Bitcoin to ClickHouse

TLDR;

Loading real-time Bitcoin blockchain data (blocks, transactions) into ClickHouse for analysis is valuable but challenging due to duplicate records often generated during streaming. Traditional ClickHouse deduplication methods (like ReplacingMergeTree with FINAL) can be slow or inefficient for high-volume, real-time ingestion. This article explores how Glassflow, an open-source stream processor, solves this by providing stateful auto-deduplication before data reaches ClickHouse. This ensures cleaner, more accurate data in ClickHouse, simplifies the ETL pipeline, and improves query performance without relying on costly database-side deduplication.

Introduction

ETL (Extract, Transform, Load) is a process to get data from one source, process and load it in a data store. Not only the processing is challenging like deriving metrics and cleaning the data, but the extraction and loading of the data itself.

In this article we are going to have a birds eye overview on how to apply this process to the Bitcoin blockchain (the same steps apply to the other blockchains as well) to suit any data engineering use-case. What are challenges, how to address them and few tips and tricks on how to optimise the process to not break the bank. Interested? Stick for the ride.

What are the benefits of having Bitcoin (realtime) data?

Whole Bitcoin data is stored in the blockchain. Data analysts, traders, market watchers and hobbyists can leverage it for their own use case.

Simpler use cases:

Whale Watching: Track large movements of Bitcoin to/from exchanges or between wallets, potentially indicating market sentiment shifts.
Exchange Flow Monitoring: Observe inflows and outflows from exchanges, which can signal buying or selling pressure.
Transaction Fee Analysis: Monitor mempool data to understand current network congestion and optimal transaction fees in real-time.

> _Tasks to perform_
A: According to the Bitcoin to ClickHouse article, why is loading real-time Bitcoin data into ClickHouse difficult, and why do the usual ClickHouse deduplication methods fall short? Answer in one to three sentences.
B: Please answer these questions from the Bitcoin to ClickHouse article:
(i) What do the letters ETL stand for?
(ii) What kind of tool is Glassflow, and at what point does it deduplicate the data?
(iii) What data does Transaction Fee Analysis monitor?
You won't need the listing for anything here.

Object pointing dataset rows
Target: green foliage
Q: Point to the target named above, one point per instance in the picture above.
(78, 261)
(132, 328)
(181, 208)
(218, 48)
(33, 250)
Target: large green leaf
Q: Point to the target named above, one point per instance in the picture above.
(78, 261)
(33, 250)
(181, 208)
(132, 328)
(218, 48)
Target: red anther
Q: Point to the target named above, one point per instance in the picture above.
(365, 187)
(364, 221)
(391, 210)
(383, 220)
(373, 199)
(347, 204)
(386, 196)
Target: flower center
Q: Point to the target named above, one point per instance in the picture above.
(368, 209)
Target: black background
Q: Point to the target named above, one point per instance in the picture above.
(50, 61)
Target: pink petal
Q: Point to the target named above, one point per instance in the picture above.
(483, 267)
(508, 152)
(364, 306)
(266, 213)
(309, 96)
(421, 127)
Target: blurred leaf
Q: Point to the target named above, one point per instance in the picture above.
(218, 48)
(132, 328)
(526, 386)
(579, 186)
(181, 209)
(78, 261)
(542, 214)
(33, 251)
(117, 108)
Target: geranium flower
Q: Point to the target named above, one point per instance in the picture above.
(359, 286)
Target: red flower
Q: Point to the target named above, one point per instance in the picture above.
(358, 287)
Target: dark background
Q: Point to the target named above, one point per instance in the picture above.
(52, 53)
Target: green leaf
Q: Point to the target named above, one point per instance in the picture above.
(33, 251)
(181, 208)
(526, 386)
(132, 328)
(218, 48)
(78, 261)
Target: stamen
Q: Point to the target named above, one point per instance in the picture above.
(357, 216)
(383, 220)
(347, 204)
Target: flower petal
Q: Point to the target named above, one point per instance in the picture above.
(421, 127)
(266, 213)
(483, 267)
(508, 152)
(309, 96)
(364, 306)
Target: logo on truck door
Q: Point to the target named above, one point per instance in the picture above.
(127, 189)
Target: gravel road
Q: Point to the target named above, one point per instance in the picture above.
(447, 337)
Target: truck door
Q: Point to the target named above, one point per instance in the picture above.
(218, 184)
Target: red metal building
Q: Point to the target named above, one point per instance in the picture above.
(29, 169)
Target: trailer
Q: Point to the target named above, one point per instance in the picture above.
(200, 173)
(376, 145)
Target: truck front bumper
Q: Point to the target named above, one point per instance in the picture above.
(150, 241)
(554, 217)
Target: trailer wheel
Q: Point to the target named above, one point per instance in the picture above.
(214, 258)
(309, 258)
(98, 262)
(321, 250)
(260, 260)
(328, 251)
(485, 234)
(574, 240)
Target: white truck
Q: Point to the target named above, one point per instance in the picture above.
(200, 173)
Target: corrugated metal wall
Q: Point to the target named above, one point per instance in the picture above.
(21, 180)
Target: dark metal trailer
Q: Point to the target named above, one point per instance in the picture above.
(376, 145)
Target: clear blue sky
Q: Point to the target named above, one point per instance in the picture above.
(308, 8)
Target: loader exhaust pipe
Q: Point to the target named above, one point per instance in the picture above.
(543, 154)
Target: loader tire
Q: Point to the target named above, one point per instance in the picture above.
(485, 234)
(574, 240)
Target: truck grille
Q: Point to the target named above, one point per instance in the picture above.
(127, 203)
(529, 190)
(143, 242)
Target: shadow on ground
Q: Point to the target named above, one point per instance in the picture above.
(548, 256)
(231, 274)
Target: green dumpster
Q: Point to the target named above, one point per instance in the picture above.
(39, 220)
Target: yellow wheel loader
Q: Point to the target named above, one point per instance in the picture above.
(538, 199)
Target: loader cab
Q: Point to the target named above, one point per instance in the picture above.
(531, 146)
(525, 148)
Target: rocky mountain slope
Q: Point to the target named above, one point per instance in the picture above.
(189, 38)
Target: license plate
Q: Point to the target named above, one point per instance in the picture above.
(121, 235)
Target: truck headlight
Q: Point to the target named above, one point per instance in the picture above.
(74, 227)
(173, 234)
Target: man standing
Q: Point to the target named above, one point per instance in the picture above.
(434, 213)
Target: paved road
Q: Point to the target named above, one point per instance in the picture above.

> _Complete answers_
A: Streaming often generates duplicate records, so the data arriving in ClickHouse is not clean. Traditional ClickHouse deduplication, such as ReplacingMergeTree with FINAL, can be slow or inefficient for high-volume, real-time ingestion.

B:
(i) Extract, Transform, Load.
(ii) Glassflow is an open-source stream processor, and it deduplicates the data before the data reaches ClickHouse.
(iii) Mempool data.